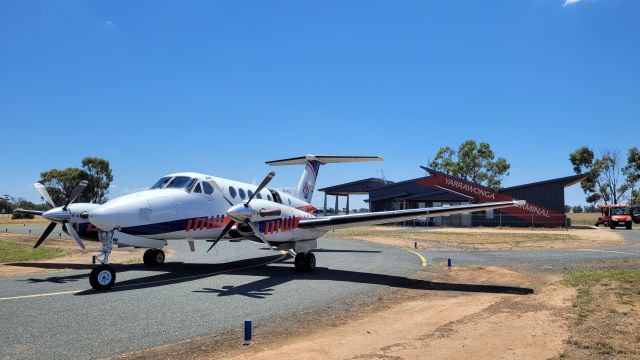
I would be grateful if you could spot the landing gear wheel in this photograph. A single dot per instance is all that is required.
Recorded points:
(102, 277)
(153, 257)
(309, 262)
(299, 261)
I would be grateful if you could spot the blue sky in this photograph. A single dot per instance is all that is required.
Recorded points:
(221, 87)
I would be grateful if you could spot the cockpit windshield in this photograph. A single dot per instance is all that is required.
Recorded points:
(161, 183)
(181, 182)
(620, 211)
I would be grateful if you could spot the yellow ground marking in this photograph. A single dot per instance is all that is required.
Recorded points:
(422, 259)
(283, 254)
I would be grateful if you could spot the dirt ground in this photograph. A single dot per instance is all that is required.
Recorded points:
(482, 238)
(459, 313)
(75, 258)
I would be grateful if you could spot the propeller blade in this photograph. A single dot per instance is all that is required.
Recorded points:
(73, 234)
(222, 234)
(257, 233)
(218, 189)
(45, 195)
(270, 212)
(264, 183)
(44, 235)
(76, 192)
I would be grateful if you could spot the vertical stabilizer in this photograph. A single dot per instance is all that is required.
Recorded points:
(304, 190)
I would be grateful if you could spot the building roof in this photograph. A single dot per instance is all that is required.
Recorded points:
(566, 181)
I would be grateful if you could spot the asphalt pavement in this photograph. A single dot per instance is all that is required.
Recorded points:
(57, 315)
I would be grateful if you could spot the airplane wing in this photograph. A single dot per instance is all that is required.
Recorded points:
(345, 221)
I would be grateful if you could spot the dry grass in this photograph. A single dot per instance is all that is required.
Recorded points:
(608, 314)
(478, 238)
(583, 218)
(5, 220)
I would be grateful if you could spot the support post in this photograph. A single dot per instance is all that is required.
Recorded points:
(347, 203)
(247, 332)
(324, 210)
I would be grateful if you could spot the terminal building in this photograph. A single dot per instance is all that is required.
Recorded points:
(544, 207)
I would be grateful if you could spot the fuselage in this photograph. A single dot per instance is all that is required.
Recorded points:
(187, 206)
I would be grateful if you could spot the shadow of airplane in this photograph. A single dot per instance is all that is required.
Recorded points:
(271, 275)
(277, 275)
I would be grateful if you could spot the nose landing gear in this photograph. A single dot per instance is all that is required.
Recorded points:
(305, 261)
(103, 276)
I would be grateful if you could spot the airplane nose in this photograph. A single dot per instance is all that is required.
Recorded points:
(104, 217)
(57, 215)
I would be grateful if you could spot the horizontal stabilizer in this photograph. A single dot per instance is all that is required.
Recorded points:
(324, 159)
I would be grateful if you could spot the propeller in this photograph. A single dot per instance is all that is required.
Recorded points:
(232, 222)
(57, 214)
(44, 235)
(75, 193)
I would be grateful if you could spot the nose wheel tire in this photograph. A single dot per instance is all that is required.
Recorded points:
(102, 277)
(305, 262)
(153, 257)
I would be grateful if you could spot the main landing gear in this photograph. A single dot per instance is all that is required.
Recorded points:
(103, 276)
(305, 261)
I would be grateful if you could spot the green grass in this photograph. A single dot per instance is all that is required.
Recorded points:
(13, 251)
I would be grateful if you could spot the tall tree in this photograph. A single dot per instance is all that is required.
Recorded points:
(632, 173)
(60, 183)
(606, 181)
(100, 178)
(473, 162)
+++++
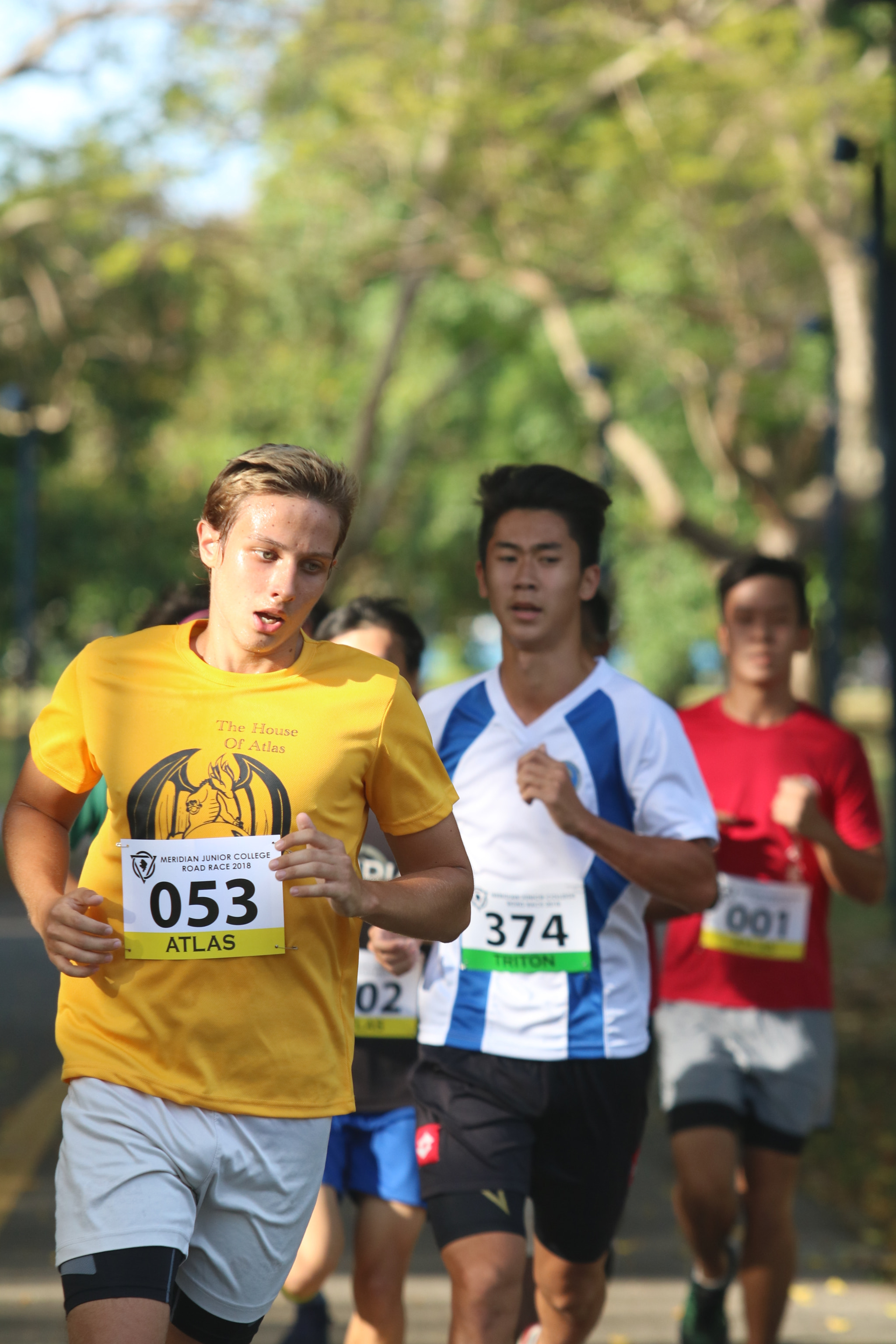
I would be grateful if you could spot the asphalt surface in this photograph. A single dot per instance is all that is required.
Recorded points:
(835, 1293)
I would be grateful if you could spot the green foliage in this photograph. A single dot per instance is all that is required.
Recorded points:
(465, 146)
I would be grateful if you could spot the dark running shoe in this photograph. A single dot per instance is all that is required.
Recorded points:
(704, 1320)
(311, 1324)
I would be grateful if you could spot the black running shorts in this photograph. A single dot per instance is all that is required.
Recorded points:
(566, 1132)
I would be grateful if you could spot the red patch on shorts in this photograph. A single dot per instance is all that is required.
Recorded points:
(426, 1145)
+++++
Work order
Look above for the line holding "I would be grateful if you could spot the building". Print it and every line after it, exactly, through the line holding "I would be grateful if you could spot the asphalt pavement".

Reply
I would be grateful if you could spot the building roof in this photograph. A single dot per instance is all that is required.
Recorded points:
(566, 181)
I would be grateful if you could spot the asphalt pavement in this photograph. A single dot per instance is all that is required.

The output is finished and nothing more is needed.